DOCUMENT —
····················

10 Of The Most Expensive Jungle Records On The Planet
Nothing’s a dead cert when it comes to investments but there are certain things that almost guarantee a rise in value; land, immaculately maintained vintage cars and boxed Star Wars toys. Classic jungle vinyl appears to be another one.
To celebrate Record Store Day this Saturday – and the fact that Drum&BassArena 2015 comes with a limited vinyl edition this year! – we’ve dusted off the books and explored the darkest corners of the net to get an idea of the most expensive drum & bass records in existence.
This hasn’t been easy: each copy surfaces the price fluctuates massively. Value is only ever found in the eye of the collectors seeking the records at the time. Also some of most expensive and now-sought-after releases are often the lesser known tracks that only saw a limited run at release and have only really become classics years later.
“Rare records are expensive because they are hard to find for various reasons, and not always because they are any good,” laughs Jules who sells records under the user name Dobshizzle on Discogs. “In a lot of cases, if the tunes had been better, or even more popular, more copies would have been pressed. It’s fair to say in some cases prices for certain records can hit high heights because not many people have heard them!”

····················

RECORDS FOR THIS TASK —

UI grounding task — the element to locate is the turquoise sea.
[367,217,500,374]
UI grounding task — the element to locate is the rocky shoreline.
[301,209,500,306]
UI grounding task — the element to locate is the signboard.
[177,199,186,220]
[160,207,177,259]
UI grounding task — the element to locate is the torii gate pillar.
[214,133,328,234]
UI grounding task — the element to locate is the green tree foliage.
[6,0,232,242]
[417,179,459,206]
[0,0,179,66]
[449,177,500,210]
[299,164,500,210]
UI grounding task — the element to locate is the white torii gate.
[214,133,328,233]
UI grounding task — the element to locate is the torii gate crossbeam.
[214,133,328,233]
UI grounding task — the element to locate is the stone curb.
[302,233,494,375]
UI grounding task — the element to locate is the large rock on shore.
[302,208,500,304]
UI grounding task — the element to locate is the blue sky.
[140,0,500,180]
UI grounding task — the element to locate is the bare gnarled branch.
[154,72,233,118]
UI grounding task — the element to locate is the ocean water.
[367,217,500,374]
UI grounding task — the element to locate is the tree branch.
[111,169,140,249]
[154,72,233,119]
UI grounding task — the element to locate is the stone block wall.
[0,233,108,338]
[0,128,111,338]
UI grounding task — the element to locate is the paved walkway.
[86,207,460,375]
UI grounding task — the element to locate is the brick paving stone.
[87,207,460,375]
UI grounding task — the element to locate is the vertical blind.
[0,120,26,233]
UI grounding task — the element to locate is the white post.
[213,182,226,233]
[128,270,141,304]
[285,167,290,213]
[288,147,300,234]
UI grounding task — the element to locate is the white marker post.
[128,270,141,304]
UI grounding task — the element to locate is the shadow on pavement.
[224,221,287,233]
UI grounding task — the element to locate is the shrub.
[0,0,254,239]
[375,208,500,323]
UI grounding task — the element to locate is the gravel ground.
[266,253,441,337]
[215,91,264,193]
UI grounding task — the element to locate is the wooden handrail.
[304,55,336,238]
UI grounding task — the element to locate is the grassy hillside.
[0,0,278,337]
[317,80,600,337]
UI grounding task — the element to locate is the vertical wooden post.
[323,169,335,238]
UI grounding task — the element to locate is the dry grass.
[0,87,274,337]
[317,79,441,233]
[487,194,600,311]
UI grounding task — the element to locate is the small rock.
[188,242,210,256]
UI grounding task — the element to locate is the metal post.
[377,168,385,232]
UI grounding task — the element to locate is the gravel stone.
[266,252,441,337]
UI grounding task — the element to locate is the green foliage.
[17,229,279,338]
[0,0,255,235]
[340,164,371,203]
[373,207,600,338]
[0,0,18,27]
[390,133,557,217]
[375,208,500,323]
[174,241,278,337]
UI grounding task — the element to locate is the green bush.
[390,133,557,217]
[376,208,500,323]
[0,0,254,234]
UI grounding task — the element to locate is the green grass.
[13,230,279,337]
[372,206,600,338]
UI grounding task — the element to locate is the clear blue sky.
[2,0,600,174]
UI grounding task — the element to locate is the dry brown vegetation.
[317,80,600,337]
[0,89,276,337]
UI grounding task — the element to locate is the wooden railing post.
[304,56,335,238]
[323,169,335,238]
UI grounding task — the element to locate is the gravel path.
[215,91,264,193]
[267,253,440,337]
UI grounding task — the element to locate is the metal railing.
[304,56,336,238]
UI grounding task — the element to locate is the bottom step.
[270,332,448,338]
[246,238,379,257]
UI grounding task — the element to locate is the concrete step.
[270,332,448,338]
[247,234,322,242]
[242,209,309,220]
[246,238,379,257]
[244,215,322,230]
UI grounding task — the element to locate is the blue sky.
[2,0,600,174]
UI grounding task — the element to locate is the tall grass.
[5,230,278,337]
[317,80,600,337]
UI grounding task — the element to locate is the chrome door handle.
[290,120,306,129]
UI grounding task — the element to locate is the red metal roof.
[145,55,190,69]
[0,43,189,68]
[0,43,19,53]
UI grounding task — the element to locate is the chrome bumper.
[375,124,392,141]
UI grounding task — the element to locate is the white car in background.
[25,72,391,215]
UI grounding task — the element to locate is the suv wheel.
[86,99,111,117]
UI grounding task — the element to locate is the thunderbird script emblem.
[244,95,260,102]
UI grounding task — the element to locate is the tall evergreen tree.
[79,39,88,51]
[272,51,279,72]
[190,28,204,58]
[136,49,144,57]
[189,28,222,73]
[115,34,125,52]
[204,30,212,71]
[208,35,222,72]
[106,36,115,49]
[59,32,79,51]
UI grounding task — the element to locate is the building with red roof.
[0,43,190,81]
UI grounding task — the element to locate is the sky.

····················

TASKS AND EXERCISES —
a. From the article on expensive jungle records, list the things it names as almost guaranteeing a rise in value before it brings up classic jungle vinyl.
b. Rewrite the records from the line holding "the gravel path." through the end of the records, inclusive, changing "chrome" to "silver" and leaving everything else unchanged.

SET OF ANSWERS —
a. land, immaculately maintained vintage cars, boxed Star Wars toys

b.
UI grounding task — the element to locate is the gravel path.
[215,91,264,193]
[267,253,440,337]
UI grounding task — the element to locate is the metal railing.
[304,56,336,238]
UI grounding task — the element to locate is the bottom step.
[270,332,448,338]
[246,238,379,257]
UI grounding task — the element to locate is the concrete step.
[270,332,448,338]
[247,234,322,242]
[242,209,309,220]
[246,238,379,257]
[244,215,322,230]
UI grounding task — the element to locate is the blue sky.
[2,0,600,174]
UI grounding task — the element to locate is the tall grass.
[5,230,278,337]
[317,80,600,337]
UI grounding task — the element to locate is the silver door handle.
[290,120,306,129]
UI grounding task — the element to locate is the red metal roof.
[145,55,190,69]
[0,43,189,68]
[0,43,19,53]
UI grounding task — the element to locate is the silver bumper.
[375,124,392,141]
UI grounding task — the element to locate is the white car in background.
[25,72,391,215]
UI grounding task — the element to locate is the suv wheel.
[86,99,111,117]
UI grounding task — the element to locate is the thunderbird script emblem.
[244,95,260,102]
UI grounding task — the element to locate is the tall evergreen tree.
[79,39,88,51]
[272,51,279,72]
[190,28,204,58]
[136,49,144,57]
[189,28,222,73]
[115,34,125,52]
[204,30,212,71]
[208,35,222,72]
[106,36,115,49]
[59,32,79,51]
UI grounding task — the element to locate is the building with red roof.
[0,43,190,81]
UI grounding task — the element to locate is the sky.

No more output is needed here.